TEKS BACAAN ::
● ● ● ● ● ● ●

Jika rokok adalah biang masalah, kenapa pemerintah tidak menutup pabrik-pabrik rokok di Indonesia?
Banyak narasi menyebut bahwa merokok mengandung seabrek persoalan kesehatan. Misalnya kanker paru-paru, jantung, sampai dituduh menyebabkan kematian.
Bahkan dianggap pula sebagai penyebab kemiskinan. Anggaran negara konon kerap defisit. BPJS boncos gara-gara rokok. Sri Mulyani pun mengatakan kalau perokok itu beban negara. Baginya, perokok adalah hama yang mesti ia hilangkan dari negara Indonesia.
Cukai yang Nikmat
Lantas, kenapa pemerintah tidak langsung saja menutup pabrik rokok? Apakah pemerintah berani menjadikan semua jenis rokok ilegal dan menutup pabriknya?
Jawabannya, sudah menjadi rahasia umum kalau pemerintah masih sangat bergantung dengan cukai rokok. Setiap tahunnya negara mendapat ratusan triliun dari rokok yang bercukai.

● ● ● ● ● ● ●

CUPLIKAN DATA ::

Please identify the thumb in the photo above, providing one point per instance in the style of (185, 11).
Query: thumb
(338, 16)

● ● ● ● ● ● ●

SOAL SINGKAT A :: Tulis ulang bagian teks bacaan mulai dari "Banyak narasi menyebut" dan berakhir pada "dan menutup pabriknya?", dengan menukar "Anggaran negara" menjadi "APBN".
SOAL SINGKAT B ::
Tentukan apakah setiap pernyataan berikut sesuai dengan teks bacaan, lalu jawab ya atau tidak disertai kutipan kata-kata yang menentukan dari teks tersebut.
(i) Negara mendapat ratusan triliun dari rokok bercukai setiap tahun.
(ii) Pemerintah sudah menutup sebagian pabrik rokok.
(iii) Sri Mulyani mengatakan bahwa perokok itu beban negara.
SOAL SINGKAT C :: Menurut teks bacaan, hal apa yang sudah menjadi rahasia umum?

PENYELESAIAN LENGKAP A ::
Banyak narasi menyebut bahwa merokok mengandung seabrek persoalan kesehatan. Misalnya kanker paru-paru, jantung, sampai dituduh menyebabkan kematian.
Bahkan dianggap pula sebagai penyebab kemiskinan. APBN konon kerap defisit. BPJS boncos gara-gara rokok. Sri Mulyani pun mengatakan kalau perokok itu beban negara. Baginya, perokok adalah hama yang mesti ia hilangkan dari negara Indonesia.
Cukai yang Nikmat
Lantas, kenapa pemerintah tidak langsung saja menutup pabrik rokok? Apakah pemerintah berani menjadikan semua jenis rokok ilegal dan menutup pabriknya?

PENYELESAIAN LENGKAP B ::
(i) Ya: "Setiap tahunnya negara mendapat ratusan triliun dari rokok yang bercukai."
(ii) Tidak: "Lantas, kenapa pemerintah tidak langsung saja menutup pabrik rokok?"
(iii) Ya: "Sri Mulyani pun mengatakan kalau perokok itu beban negara."

PENYELESAIAN LENGKAP C :: Pemerintah masih sangat bergantung dengan cukai rokok.